To do -
1) In the patchset discussion, do statements (a), (b) and (c) agree with the text? Answer yes or no for each, quoting the deciding words. (a) The 8192 figure stands for 32MB of memory. (b) The v3 improvements will be mostly test driven. (c) On a 256MB machine, the global dirty limit comes to roughly 50MB.
2) Could you continue the patchset discussion from its last line?

Quoted text -
I'll release the v3 patchset soon, I'd say it simply won't be possible
without the help of the visualized trace data.

Making the algorithms right is my first priority, after that I'll
continue to document their behaviors.

> This makes it extremely hard to review any changes to it.  This is a
> problem.  And I don't think I can (or will) review this patch for these
> reasons.  My dummy is thoroughly spat out.

Yeah it's rather tricky. I rely heavily on tests. The v3 improvements
will be mostly test driven. The extensive tests and the data analyzing
absorbed all of my time these weeks.

> 
> And what's up with that 8192?  I assume it refers to pages?  32MB?  So
> if we're working on eight devices concurrently on a 256MB machine, what
> happens?

It's 8MB memory. For a 256MB machine, the global dirty limit will be
roughly 256MB * 20% / 2 = 25MB. The "divide by 2" assumes for such a
small memory system, there will be only half memory available for the
file page cache. So the 

        bdi_dirty -= min(bdi_dirty / 128, 8MB)

Pointing dataset excerpts
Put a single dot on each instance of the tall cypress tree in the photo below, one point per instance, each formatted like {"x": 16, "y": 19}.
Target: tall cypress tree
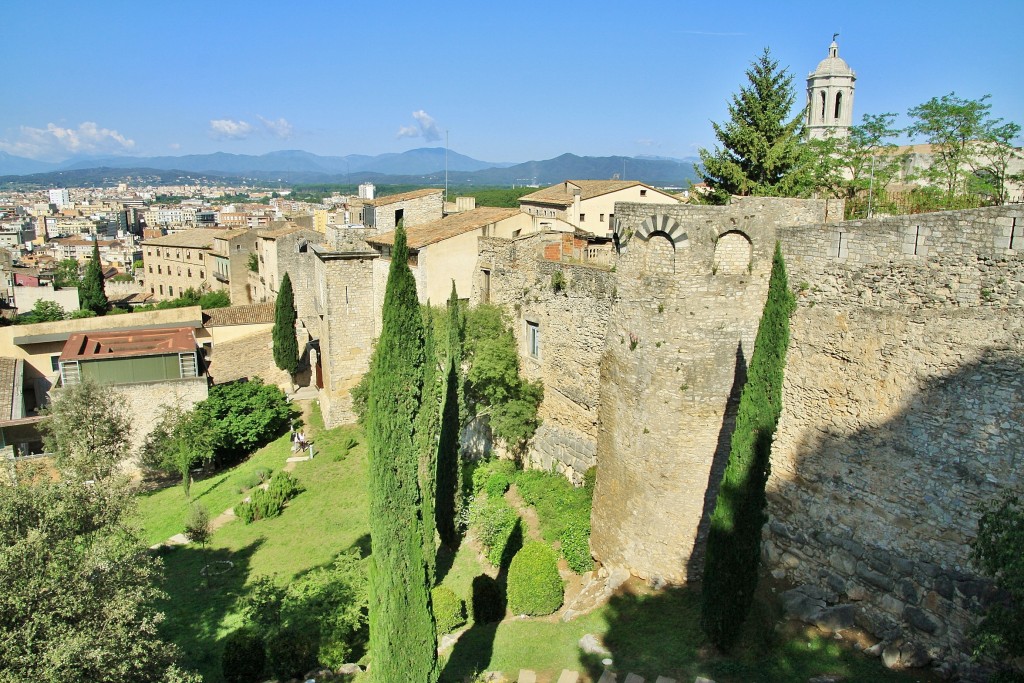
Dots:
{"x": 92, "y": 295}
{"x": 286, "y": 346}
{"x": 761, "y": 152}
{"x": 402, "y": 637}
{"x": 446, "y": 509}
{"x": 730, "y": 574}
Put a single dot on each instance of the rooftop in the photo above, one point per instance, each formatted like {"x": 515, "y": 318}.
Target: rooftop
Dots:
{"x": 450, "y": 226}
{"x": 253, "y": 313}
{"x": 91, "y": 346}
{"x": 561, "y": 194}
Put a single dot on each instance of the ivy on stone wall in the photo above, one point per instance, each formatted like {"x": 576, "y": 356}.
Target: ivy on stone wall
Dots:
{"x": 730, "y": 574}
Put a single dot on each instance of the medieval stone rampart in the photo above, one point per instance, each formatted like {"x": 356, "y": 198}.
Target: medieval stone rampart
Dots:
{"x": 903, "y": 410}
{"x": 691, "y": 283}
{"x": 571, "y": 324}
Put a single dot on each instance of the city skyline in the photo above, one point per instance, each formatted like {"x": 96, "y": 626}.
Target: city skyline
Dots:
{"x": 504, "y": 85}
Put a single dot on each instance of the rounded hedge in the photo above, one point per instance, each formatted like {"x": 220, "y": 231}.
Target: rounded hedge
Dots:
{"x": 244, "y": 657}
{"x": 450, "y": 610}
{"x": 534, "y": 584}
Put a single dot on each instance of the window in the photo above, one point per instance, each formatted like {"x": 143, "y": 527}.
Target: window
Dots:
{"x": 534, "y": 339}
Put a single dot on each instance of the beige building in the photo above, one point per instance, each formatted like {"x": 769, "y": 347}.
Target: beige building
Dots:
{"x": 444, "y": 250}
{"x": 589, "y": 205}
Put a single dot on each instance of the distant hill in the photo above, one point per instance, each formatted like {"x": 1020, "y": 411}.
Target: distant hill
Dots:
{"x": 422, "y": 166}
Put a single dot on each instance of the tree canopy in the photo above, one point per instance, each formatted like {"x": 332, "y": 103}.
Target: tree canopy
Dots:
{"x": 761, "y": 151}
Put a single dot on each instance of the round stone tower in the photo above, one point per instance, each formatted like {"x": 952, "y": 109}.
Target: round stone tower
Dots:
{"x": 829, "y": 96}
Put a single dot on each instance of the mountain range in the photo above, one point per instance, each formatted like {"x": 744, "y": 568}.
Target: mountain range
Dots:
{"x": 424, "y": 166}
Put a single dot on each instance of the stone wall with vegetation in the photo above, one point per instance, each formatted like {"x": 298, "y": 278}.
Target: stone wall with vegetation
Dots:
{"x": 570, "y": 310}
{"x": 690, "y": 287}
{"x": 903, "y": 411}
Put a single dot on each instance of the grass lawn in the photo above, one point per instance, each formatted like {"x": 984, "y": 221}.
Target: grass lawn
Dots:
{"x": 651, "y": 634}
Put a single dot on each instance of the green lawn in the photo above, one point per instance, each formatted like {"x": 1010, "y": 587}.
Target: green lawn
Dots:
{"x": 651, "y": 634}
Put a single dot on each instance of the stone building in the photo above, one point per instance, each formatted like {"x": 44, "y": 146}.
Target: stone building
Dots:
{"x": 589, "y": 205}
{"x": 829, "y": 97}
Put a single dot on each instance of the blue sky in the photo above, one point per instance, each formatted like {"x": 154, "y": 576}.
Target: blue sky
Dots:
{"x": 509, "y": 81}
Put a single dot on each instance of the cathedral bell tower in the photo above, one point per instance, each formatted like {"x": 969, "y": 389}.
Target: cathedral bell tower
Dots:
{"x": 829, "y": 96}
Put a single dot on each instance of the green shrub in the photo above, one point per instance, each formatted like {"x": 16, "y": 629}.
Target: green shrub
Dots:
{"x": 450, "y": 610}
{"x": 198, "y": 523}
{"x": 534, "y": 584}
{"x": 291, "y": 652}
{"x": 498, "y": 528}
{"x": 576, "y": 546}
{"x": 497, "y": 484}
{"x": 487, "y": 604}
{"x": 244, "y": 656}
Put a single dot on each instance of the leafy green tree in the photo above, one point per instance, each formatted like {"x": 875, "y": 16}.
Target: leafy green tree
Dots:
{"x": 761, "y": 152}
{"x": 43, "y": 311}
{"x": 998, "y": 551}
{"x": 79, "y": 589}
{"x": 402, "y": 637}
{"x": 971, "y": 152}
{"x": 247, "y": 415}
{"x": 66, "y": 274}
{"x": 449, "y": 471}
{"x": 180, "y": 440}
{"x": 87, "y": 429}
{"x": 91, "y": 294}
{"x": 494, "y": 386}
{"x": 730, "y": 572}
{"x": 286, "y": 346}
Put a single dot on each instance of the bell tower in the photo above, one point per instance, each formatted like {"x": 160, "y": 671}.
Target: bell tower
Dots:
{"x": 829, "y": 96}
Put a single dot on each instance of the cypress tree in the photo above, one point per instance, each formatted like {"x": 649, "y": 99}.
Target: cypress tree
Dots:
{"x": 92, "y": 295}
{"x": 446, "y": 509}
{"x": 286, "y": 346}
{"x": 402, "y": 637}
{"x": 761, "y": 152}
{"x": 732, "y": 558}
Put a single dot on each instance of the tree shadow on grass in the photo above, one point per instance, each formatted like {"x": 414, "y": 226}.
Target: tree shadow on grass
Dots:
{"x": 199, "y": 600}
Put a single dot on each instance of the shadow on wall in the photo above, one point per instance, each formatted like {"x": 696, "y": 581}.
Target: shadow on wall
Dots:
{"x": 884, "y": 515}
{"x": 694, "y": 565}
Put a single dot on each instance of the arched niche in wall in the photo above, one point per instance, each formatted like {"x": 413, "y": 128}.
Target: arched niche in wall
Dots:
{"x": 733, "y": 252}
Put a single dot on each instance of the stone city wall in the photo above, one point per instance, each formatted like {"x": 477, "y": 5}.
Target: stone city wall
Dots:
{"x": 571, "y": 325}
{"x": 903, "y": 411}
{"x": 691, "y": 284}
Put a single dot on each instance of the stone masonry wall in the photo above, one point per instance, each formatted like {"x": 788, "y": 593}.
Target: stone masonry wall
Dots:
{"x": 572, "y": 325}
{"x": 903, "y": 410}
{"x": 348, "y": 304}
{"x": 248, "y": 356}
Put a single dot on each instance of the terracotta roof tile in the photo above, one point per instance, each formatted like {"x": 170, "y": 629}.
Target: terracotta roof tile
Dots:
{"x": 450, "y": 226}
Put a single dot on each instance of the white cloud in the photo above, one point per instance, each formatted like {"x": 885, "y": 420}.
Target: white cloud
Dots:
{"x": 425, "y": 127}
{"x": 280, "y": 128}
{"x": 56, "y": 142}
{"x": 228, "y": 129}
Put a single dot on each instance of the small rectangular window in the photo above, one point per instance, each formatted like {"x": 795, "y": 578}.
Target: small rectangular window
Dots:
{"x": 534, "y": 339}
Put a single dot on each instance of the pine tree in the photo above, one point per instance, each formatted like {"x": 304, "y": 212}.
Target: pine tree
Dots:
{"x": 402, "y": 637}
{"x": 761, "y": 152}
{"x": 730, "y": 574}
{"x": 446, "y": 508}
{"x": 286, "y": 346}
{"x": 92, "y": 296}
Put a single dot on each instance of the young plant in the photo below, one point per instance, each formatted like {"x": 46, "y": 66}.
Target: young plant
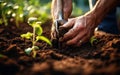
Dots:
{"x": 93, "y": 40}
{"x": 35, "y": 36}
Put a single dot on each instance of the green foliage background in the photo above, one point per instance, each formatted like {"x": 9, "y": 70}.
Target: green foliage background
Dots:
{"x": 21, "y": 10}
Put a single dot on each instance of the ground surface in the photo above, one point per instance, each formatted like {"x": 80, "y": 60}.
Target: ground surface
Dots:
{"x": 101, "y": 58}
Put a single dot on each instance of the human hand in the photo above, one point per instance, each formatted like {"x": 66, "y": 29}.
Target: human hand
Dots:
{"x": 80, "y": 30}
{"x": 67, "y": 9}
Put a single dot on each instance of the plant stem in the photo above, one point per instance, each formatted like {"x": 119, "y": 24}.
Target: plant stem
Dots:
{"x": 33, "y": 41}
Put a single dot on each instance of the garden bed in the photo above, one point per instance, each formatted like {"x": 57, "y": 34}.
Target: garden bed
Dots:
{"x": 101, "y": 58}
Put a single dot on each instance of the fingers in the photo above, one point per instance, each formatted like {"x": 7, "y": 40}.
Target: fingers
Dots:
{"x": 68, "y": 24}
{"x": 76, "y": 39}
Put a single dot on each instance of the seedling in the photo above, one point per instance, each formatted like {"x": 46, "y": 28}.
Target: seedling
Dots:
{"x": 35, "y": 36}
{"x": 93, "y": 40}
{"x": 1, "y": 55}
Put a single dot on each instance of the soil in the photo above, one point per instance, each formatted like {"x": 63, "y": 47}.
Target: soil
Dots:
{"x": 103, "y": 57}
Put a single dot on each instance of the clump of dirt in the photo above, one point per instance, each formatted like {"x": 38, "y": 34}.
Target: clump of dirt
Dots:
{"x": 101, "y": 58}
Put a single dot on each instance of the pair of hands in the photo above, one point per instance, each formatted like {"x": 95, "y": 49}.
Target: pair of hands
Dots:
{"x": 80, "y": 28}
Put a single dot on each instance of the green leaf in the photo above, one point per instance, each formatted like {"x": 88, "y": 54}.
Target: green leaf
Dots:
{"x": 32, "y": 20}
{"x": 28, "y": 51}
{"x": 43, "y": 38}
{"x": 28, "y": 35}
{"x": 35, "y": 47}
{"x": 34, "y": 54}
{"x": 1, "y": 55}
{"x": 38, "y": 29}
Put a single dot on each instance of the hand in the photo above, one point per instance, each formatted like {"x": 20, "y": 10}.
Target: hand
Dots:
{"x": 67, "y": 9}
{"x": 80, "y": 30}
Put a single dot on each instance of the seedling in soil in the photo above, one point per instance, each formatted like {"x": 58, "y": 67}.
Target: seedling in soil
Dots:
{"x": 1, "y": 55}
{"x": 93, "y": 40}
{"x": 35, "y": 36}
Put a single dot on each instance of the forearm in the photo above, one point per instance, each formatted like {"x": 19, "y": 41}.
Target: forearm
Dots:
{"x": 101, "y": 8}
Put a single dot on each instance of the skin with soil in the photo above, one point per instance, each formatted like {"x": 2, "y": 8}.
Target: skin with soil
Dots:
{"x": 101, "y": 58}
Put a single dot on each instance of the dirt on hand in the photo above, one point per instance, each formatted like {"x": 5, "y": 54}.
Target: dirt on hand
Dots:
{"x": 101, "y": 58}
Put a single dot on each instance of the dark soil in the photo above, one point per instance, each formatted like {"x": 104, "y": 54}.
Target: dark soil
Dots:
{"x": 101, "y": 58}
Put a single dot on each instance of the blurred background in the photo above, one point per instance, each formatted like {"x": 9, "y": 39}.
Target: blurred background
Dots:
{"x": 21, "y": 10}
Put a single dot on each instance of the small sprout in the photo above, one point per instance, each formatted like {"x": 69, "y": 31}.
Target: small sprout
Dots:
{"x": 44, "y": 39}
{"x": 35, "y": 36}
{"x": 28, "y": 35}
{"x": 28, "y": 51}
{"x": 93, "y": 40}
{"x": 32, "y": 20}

Outputs for the tasks -
1)
(a) No: "It's 8MB memory."
(b) Yes: "The v3 improvements will be mostly test driven."
(c) No: "the global dirty limit will be roughly 256MB * 20% / 2 = 25MB."

2)
will be "bdi_dirty -= 25MB/8/128 = 190KB/8". The "/8" is because when
there are 8 active bdi's, each bdi will share only 1/8 global limit.
So the 8 bdi's will reserve (190KB/8)*8 = 190KB in total. You see this
number won't grow large when there comes more bdi's.

But sure, for a really large machine (over 128*8MB/20%=5GB),

        bdi_dirty -= min(bdi_dirty / 128, 8MB)

may become "bdi_dirty -= 8MB". In this case the reserved memory will
increase with more bdi's, but there are still bounds:

        mem     total reservation
        <5GB    mem/128
        5GB      8MB for any number of bdi's
        10GB    16MB when there are >=2 bdi's
        20GB    32MB when there are >=4 bdi's
        ...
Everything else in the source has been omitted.